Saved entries
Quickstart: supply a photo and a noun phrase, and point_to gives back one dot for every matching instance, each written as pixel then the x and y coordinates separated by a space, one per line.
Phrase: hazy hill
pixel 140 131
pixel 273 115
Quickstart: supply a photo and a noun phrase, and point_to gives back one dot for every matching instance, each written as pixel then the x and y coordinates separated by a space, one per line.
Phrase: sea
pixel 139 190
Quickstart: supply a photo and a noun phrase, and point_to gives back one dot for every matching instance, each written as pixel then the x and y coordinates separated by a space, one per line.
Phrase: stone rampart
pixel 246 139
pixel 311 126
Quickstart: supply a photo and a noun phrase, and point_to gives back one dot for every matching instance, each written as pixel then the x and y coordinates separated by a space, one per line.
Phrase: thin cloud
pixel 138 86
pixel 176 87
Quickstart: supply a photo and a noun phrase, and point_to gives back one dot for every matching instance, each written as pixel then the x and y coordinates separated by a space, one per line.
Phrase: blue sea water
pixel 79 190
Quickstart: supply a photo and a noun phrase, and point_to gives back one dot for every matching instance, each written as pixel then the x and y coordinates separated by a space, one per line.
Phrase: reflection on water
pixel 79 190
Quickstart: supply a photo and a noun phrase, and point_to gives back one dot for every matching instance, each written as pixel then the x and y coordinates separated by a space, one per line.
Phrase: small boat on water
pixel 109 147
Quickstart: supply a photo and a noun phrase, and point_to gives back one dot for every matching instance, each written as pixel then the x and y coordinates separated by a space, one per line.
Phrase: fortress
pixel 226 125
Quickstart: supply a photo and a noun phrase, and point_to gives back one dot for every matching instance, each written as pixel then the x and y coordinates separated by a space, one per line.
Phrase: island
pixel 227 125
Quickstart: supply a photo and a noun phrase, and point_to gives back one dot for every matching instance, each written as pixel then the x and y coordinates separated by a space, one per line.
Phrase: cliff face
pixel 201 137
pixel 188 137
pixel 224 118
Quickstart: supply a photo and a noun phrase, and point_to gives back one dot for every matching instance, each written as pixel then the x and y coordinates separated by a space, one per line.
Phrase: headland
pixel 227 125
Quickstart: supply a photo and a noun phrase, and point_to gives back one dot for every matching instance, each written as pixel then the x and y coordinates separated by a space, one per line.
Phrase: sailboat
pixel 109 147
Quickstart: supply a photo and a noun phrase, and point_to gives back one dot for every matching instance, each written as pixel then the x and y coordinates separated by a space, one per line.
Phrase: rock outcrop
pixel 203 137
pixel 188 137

Task requirements: Repeat the records word for word.

Task answer:
Quickstart: supply a photo and a noun phrase, and point_to gives back one dot for every matching instance, each written as pixel then the x and y coordinates separated by a space, one per line.
Phrase: hazy hill
pixel 140 131
pixel 273 115
Quickstart: supply a photo and a noun phrase, and point_to gives back one dot for every matching instance, each written as pixel then the x and y coordinates separated by a space, one per line.
Phrase: sea
pixel 139 190
Quickstart: supply a photo and a noun phrase, and point_to gives back one dot for every matching instance, each written as pixel then the x and y coordinates separated by a space, one per line.
Phrase: stone rampart
pixel 246 139
pixel 311 126
Quickstart: supply a photo and a noun phrase, and point_to gives back one dot for every matching instance, each written as pixel then the x and y coordinates separated by a space, one per line.
Phrase: thin cloud
pixel 138 86
pixel 176 87
Quickstart: supply a photo and a noun phrase, and point_to gives back one dot for every matching instance, each written as pixel then the x and y coordinates separated by a space, one per line.
Phrase: blue sea water
pixel 79 190
Quickstart: supply a photo and a noun phrase, and point_to gives back one dot for every matching instance, each written as pixel then the x and y coordinates separated by a space, one per line.
Phrase: reflection on water
pixel 79 190
Quickstart: supply a photo and a noun phrase, and point_to gives back one dot for every matching instance, each written as pixel then the x and y coordinates separated by a space, one per line.
Phrase: small boat on water
pixel 109 147
Quickstart: supply a photo and a noun phrase, and point_to gives back one dot for every matching instance, each written as pixel then the x and y coordinates separated by a space, one per line.
Phrase: fortress
pixel 226 125
Quickstart: supply a photo and a noun phrase, and point_to gives back one dot for every matching instance, each written as pixel then the x and y coordinates separated by a space, one per line.
Phrase: island
pixel 227 125
Quickstart: supply a photo and a noun phrase, and point_to gives back one dot for every matching instance, each written as pixel then the x and y coordinates separated by a space, one per line.
Phrase: cliff face
pixel 201 137
pixel 188 137
pixel 224 118
Quickstart: supply a photo and a noun phrase, and point_to gives back one dot for every matching instance, each written as pixel then the x and y coordinates separated by a space, one per line.
Phrase: headland
pixel 227 125
Quickstart: supply a photo and a noun phrase, and point_to gives back one dot for every matching instance, each written as pixel then the x and y coordinates separated by a space, one per line.
Phrase: sailboat
pixel 109 147
Quickstart: supply a photo and a noun phrase, and point_to gives back one dot for every matching instance, each written as pixel then the x and y coordinates separated by a space, one per line.
Phrase: rock outcrop
pixel 203 137
pixel 188 137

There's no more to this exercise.